Repeat, exactly and completely, the entries shown underneath.

DATASET CONTENT:
┌──

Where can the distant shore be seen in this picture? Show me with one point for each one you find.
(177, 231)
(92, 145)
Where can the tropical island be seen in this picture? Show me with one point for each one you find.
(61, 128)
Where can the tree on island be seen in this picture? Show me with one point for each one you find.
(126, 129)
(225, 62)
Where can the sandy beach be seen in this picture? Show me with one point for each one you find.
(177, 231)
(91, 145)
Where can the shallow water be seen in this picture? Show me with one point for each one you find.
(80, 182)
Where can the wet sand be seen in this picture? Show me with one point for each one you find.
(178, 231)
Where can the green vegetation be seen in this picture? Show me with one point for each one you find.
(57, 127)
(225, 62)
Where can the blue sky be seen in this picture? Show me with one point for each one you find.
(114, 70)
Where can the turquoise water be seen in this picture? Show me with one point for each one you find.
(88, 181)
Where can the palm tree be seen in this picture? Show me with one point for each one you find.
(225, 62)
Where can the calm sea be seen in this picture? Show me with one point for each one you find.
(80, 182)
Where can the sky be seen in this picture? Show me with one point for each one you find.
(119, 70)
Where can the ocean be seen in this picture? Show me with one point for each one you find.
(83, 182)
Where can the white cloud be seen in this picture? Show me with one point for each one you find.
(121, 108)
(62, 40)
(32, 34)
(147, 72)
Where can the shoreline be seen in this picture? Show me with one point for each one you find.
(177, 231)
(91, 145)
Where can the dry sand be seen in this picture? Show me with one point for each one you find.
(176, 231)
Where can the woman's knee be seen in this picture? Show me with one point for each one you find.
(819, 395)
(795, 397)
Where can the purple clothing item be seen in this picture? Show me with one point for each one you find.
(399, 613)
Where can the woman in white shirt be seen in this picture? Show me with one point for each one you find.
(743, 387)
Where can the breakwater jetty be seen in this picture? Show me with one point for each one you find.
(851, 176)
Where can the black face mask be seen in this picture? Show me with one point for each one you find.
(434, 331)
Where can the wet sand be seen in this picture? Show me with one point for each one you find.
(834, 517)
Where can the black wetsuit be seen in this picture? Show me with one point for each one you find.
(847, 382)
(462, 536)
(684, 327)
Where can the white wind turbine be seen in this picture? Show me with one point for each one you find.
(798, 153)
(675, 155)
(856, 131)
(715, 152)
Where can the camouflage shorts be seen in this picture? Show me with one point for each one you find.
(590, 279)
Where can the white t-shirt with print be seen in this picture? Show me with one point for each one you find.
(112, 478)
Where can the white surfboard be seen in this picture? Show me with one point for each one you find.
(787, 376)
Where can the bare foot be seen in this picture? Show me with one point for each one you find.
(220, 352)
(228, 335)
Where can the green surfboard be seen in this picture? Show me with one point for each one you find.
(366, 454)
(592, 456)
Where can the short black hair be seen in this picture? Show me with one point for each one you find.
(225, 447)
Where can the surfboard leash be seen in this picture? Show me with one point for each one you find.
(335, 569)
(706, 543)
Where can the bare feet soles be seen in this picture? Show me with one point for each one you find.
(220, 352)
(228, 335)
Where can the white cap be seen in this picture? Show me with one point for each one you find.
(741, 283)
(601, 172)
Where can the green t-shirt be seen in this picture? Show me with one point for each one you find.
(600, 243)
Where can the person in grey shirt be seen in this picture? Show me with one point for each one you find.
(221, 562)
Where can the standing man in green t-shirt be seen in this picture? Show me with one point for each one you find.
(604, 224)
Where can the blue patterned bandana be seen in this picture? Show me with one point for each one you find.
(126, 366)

└──

EXERCISE RESULT:
Where can the distant shore be seen in this picture? Show me with one point for each one you find.
(177, 231)
(92, 145)
Where can the tropical island be seen in this picture? Show me with one point for each one you find.
(61, 128)
Where can the tree on island be seen in this picture? Show me with one point for each one you find.
(126, 129)
(225, 62)
Where can the sandy beach be seen in this picture? Show me with one point for each one you find.
(177, 231)
(91, 145)
Where can the shallow water be seen in this picture? Show me with one point for each one you find.
(80, 182)
Where can the wet sand be seen in this picture? Show me with one point for each one you find.
(178, 231)
Where can the green vegetation be seen in this picture? Show me with one point for each one you find.
(57, 127)
(225, 62)
Where can the blue sky be seen in this picture? Show me with one point for each one you find.
(114, 70)
Where can the turquoise water be seen in this picture? Show me with one point for each one you find.
(88, 181)
Where can the palm tree be seen in this picture? Show me with one point for each one you find.
(225, 62)
Where can the calm sea be seen in this picture? Show me with one point for each one you find.
(80, 182)
Where can the sky be seen in this picture? Show me with one point for each one you find.
(119, 70)
Where can the ocean be seen in this picture? Show me with one point for each one you find.
(83, 182)
Where can the white cloud be seen in this picture? Show me with one point for each one you find.
(121, 108)
(62, 40)
(32, 34)
(147, 72)
Where can the shoreline be seen in this picture? Show me with one point for each one you find.
(177, 231)
(91, 145)
Where can the dry sand be seen in this picture? Show me with one point for each one you find.
(176, 231)
Where can the woman's knee be seen in this picture? Show me with one point for each one you find.
(819, 395)
(795, 397)
Where can the purple clothing item be seen in this picture? Show me with one point for each one you find.
(399, 613)
Where can the woman in white shirt be seen in this picture? Show me with one point for each one you find.
(743, 387)
Where can the breakwater jetty be seen in this picture? Show me with one point for each one you find.
(851, 176)
Where can the black face mask be seen in this picture? Show me with one point for each one you find.
(434, 331)
Where can the wet sand be seen in this picture? Show me with one point for each one you find.
(834, 517)
Where can the black wetsuit be seen in this picture? Show me with one point for each one you find.
(847, 382)
(462, 536)
(684, 327)
Where can the white wind turbine be seen in this picture? Show me with one point for each one you find.
(798, 153)
(675, 155)
(856, 131)
(715, 152)
Where can the camouflage shorts be seen in this picture? Show me with one point for each one you find.
(590, 279)
Where can the white t-shirt with print be seen in this picture? Show me with one point for each one you find.
(112, 478)
Where can the white surfboard be seen in this picture? Show me with one point for each one you find.
(787, 376)
Where can the bare foot be seen in this picture? Show me with one point for each one you find.
(220, 352)
(228, 335)
Where can the green surfboard be seen in this picture? Show me with one point for each one you find.
(366, 454)
(592, 456)
Where can the short black hair be seen in this picture? Show me with one point for each one you find.
(225, 447)
Where can the surfboard leash be seen in this picture? Show me with one point for each one you find.
(335, 569)
(706, 543)
Where can the bare feet soles be seen in this picture? Show me with one point for each one you find.
(220, 352)
(228, 335)
Where can the white cap be seen in this picture? Show me with one point for each one you find.
(741, 283)
(601, 172)
Where can the green t-shirt be seen in this picture? Show me with one point for each one you find.
(600, 243)
Where can the person in grey shirt be seen in this picture? Show me with one point for each one you find.
(221, 562)
Where can the standing man in green t-shirt be seen in this picture? Show me with one point for each one you find.
(604, 224)
Where can the blue patterned bandana be seen in this picture? Show me with one point for each one you find.
(126, 366)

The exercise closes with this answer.